Dataset entries:
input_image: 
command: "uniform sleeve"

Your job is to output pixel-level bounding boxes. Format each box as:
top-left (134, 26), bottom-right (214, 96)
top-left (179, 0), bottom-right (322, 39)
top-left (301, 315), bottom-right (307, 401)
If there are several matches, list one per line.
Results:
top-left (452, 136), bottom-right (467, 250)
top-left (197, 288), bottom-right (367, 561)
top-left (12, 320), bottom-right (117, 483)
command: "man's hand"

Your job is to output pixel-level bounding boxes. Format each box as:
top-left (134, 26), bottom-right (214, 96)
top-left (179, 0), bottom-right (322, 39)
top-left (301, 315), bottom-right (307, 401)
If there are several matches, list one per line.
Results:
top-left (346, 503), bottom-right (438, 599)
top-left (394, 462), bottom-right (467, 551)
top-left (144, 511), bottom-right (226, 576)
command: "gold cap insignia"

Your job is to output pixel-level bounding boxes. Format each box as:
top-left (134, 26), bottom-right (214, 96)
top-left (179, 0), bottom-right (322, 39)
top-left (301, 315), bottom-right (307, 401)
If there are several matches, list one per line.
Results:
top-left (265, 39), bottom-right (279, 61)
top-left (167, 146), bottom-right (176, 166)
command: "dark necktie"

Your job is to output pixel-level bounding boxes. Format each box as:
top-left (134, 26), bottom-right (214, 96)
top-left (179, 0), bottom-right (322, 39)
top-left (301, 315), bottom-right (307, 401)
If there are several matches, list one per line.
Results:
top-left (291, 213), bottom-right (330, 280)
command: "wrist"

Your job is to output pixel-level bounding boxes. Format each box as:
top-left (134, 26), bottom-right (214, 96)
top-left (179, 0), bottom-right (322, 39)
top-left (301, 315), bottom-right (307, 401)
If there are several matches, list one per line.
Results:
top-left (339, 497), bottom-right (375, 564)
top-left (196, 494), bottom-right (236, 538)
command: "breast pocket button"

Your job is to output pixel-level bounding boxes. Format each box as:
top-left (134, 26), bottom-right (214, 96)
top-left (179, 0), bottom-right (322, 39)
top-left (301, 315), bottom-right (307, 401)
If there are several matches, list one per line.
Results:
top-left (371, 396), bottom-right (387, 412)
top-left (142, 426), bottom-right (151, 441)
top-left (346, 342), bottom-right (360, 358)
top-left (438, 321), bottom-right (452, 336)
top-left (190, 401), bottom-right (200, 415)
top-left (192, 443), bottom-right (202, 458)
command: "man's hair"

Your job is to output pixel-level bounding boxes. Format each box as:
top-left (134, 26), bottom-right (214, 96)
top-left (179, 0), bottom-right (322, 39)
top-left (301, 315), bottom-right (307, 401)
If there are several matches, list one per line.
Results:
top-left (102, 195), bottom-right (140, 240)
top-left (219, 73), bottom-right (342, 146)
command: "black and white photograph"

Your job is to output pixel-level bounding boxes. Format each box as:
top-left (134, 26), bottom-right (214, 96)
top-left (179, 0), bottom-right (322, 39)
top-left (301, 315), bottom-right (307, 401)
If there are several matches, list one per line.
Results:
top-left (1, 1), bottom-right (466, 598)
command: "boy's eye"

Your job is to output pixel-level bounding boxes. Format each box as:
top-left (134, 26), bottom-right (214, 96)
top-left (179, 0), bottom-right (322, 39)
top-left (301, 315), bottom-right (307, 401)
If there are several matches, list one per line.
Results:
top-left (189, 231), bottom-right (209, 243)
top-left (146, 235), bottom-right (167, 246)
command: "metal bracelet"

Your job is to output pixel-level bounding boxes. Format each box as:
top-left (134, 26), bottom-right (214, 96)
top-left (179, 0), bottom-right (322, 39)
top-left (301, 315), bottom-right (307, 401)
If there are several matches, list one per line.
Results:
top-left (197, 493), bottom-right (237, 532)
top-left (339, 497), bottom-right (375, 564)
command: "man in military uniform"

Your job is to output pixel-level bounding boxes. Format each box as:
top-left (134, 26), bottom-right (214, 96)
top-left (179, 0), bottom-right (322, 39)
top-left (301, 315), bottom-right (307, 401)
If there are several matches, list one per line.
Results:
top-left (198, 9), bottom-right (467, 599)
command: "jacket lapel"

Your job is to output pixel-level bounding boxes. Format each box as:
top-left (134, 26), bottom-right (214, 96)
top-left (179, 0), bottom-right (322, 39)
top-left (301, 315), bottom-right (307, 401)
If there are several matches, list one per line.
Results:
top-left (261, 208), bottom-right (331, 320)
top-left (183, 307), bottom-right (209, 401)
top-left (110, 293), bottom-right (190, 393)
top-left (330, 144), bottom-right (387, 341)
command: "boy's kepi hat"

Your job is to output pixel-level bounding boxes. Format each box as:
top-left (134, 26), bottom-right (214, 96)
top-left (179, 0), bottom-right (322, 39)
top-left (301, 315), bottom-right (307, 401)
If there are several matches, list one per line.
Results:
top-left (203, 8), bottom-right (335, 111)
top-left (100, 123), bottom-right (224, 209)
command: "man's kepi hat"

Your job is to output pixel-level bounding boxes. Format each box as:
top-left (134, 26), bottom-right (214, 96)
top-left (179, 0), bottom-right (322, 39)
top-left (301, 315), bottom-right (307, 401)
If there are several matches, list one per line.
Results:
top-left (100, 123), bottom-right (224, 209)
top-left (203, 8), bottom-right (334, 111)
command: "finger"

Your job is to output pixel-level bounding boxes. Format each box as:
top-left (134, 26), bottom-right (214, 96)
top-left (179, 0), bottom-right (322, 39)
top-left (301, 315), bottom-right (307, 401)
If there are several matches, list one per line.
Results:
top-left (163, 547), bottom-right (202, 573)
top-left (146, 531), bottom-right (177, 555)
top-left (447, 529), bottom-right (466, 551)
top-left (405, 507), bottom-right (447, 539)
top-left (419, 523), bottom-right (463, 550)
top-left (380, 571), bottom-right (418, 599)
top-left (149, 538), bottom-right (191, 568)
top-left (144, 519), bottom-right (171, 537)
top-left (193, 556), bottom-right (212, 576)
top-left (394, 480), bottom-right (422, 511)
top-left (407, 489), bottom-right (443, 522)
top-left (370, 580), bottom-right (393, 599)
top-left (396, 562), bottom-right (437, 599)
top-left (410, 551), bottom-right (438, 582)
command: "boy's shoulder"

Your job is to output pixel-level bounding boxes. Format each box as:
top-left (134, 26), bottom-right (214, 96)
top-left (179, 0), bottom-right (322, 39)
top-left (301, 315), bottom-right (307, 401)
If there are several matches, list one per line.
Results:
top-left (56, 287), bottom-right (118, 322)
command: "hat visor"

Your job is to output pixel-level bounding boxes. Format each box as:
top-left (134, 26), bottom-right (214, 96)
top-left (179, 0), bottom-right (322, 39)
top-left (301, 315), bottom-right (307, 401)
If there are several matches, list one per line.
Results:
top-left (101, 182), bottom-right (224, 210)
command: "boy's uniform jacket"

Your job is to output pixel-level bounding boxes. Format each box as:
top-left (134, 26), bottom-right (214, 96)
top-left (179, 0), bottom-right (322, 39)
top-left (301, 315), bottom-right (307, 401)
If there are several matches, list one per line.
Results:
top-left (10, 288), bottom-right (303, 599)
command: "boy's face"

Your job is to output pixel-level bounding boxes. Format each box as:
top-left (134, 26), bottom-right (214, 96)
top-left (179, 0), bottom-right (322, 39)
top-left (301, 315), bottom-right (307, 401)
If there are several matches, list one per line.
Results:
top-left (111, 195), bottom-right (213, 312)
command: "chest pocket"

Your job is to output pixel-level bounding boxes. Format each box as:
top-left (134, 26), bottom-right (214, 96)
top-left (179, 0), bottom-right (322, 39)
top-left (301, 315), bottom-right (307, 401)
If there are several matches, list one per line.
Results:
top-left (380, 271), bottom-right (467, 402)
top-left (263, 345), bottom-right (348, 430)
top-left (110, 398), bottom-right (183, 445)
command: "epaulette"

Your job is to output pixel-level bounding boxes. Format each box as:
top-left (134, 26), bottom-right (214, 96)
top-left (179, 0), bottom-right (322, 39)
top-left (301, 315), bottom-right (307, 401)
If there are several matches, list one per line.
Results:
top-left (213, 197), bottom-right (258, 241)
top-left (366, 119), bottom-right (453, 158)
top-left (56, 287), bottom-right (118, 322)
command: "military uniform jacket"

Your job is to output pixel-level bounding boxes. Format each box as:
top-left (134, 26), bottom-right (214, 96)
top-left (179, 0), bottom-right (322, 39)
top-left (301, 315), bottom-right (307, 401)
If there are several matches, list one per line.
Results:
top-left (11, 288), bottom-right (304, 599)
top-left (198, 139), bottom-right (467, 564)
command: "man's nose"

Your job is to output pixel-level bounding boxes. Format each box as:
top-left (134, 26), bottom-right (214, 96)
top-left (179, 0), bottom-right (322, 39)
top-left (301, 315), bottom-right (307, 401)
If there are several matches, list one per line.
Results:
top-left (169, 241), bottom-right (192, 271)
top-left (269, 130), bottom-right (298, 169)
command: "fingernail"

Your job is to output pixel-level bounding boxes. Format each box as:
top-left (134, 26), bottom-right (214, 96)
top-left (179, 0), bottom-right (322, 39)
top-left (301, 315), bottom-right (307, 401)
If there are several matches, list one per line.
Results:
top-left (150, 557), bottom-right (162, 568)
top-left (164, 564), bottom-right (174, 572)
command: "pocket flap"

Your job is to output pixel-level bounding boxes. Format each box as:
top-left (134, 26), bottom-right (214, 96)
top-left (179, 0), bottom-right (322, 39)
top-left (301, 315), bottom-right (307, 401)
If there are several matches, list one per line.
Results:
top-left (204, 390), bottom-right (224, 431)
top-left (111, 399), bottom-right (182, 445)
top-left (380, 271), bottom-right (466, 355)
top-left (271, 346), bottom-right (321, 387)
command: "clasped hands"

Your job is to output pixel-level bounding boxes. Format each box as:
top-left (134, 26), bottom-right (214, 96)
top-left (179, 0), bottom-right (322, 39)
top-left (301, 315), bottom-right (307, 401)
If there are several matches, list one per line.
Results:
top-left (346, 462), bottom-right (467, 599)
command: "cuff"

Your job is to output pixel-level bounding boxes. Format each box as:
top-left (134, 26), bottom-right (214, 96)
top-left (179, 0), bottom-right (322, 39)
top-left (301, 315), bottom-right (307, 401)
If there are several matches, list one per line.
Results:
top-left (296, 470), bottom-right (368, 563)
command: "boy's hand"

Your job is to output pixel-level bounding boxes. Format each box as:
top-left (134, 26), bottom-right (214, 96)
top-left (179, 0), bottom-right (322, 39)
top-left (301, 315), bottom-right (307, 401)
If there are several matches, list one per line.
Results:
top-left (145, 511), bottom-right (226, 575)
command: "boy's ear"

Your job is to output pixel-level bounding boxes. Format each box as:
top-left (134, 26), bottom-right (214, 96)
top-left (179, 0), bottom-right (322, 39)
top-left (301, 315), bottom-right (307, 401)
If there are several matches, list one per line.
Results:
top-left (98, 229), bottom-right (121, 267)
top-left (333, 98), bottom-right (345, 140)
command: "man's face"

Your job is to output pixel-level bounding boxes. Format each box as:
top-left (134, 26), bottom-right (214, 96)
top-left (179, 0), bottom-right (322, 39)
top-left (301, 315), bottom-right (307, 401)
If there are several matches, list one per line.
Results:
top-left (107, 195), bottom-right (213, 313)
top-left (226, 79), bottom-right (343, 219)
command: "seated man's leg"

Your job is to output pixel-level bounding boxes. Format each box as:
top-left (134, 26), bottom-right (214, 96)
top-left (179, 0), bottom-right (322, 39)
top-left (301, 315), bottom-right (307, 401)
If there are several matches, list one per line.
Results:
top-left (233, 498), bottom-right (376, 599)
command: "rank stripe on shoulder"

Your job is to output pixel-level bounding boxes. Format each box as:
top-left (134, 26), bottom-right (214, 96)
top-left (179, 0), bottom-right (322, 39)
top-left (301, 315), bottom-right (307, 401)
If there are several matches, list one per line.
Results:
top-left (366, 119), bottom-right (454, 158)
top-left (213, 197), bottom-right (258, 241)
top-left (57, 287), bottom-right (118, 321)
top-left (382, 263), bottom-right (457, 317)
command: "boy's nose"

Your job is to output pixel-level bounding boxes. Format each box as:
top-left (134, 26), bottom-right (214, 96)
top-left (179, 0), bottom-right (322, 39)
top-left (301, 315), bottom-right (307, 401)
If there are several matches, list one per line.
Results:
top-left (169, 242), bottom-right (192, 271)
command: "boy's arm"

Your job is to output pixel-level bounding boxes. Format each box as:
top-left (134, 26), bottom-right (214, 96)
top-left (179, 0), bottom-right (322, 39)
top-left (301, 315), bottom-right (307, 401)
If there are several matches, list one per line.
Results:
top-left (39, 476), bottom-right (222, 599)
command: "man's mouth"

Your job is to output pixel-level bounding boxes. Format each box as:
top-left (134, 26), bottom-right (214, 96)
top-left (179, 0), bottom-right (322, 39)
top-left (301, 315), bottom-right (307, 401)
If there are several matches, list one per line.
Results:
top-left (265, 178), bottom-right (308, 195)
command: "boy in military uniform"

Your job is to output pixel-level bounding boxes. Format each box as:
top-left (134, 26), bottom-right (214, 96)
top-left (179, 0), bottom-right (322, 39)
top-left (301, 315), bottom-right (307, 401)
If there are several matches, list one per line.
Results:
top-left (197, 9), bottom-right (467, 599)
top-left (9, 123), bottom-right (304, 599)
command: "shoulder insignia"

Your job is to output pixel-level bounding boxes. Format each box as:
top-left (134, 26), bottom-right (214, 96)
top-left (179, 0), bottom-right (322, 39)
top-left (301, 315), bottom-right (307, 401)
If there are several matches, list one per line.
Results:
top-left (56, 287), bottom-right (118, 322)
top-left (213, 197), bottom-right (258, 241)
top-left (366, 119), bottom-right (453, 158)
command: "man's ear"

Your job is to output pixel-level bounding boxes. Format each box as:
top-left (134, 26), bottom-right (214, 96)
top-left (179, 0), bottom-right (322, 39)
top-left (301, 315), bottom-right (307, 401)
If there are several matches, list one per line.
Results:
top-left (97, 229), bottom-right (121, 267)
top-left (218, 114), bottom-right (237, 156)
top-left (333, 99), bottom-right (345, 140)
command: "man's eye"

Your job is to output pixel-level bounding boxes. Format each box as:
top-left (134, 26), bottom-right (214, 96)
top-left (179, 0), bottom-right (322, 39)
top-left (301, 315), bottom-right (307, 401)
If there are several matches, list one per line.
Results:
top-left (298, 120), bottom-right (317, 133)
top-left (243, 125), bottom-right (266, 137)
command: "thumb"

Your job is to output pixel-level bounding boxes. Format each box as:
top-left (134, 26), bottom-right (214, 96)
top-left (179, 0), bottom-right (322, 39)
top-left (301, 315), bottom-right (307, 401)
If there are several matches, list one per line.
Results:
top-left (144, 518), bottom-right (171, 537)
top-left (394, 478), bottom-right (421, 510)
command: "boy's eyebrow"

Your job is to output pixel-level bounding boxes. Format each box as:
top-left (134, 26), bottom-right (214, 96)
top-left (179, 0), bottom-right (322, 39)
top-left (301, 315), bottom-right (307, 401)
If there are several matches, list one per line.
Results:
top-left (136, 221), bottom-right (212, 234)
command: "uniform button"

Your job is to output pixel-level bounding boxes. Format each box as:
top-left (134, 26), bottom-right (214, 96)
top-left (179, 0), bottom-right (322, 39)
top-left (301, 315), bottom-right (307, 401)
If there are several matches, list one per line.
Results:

== DIRECTIONS ==
Would you copy out every line in the records that includes the string "insignia"?

== RESPONSE FOR THIS EXERCISE ==
command: "gold cap insignia"
command: "shoulder insignia"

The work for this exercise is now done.